• TASK BRIEF
Extract the listing in its entirety, keeping each line identical to the original.
★ ★ ★ ★
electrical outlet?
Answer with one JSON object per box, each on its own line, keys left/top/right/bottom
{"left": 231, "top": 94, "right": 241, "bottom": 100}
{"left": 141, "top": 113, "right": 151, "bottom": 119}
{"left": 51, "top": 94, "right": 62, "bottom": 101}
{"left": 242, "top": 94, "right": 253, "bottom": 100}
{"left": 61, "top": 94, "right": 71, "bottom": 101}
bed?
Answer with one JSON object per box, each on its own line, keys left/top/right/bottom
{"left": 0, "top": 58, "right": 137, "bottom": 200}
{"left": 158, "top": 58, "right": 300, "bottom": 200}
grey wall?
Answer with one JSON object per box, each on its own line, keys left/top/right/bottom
★ ★ ★ ★
• THE COMPLETED TASK
electrical outlet?
Answer with one JSON object per box, each on its own line, keys left/top/right/bottom
{"left": 231, "top": 94, "right": 241, "bottom": 100}
{"left": 141, "top": 113, "right": 151, "bottom": 119}
{"left": 51, "top": 94, "right": 62, "bottom": 101}
{"left": 242, "top": 94, "right": 253, "bottom": 100}
{"left": 61, "top": 94, "right": 71, "bottom": 101}
bed?
Answer with one JSON object per box, each on its own line, keys left/top/right/bottom
{"left": 0, "top": 58, "right": 137, "bottom": 200}
{"left": 158, "top": 58, "right": 300, "bottom": 200}
grey wall?
Answer with one JSON object per box, each on its own line, keys left/top/right/bottom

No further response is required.